What is expected — Please gather every line in the entries below that contains the word "before", and copy each one out in full.

━━━ Entries shown ━━━

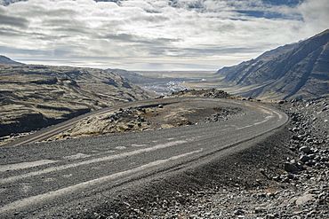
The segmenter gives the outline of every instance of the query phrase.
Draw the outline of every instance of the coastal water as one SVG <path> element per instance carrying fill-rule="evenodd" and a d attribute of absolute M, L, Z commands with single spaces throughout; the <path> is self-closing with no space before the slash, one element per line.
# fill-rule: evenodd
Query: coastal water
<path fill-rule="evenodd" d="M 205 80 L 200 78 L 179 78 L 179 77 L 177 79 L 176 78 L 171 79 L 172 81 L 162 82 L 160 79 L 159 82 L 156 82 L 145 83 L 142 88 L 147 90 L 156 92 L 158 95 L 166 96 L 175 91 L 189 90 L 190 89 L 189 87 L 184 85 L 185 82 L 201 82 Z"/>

━━━

Answer to this exercise —
Draw the outline of every instance of the coastal water as one SVG <path> element per instance carrying fill-rule="evenodd" and a d attribute of absolute M, L, Z commands with single spaces throughout; the <path> is self-closing with no space before the slash, one element per line.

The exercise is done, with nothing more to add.